Excerpt from a dataset:
....
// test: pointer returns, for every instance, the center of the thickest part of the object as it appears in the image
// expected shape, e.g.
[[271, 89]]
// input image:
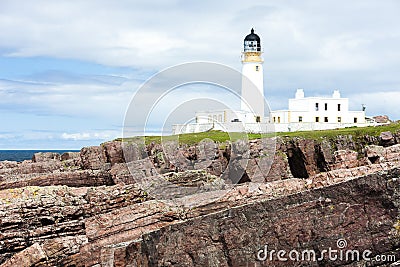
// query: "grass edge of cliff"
[[222, 137]]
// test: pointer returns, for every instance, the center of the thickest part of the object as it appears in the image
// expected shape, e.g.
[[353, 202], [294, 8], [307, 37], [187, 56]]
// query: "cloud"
[[81, 62], [103, 136]]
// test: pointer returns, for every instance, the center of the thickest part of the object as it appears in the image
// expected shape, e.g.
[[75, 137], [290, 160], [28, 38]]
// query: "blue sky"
....
> [Task goal]
Print all of the records above line for line with no changes, and leave the pictures out.

> [Correct answer]
// test: pointer returns, for every instance, the center of the thickest part of the object as it appears in the image
// expected shape, e.g.
[[271, 89]]
// input image:
// query: "grass edge of cliff"
[[222, 137]]
// test: pointer returns, for every instance, the center of the thickest part of the object as it appears in the image
// expected shape, e.g.
[[353, 202], [294, 8], [307, 37], [187, 56]]
// query: "cloud"
[[81, 62], [103, 136]]
// test: pointer returns, for every instance, the center of the thickest part of the object as it appears in the image
// expected shape, e.g.
[[75, 137], [290, 160], [28, 38]]
// query: "blue sky"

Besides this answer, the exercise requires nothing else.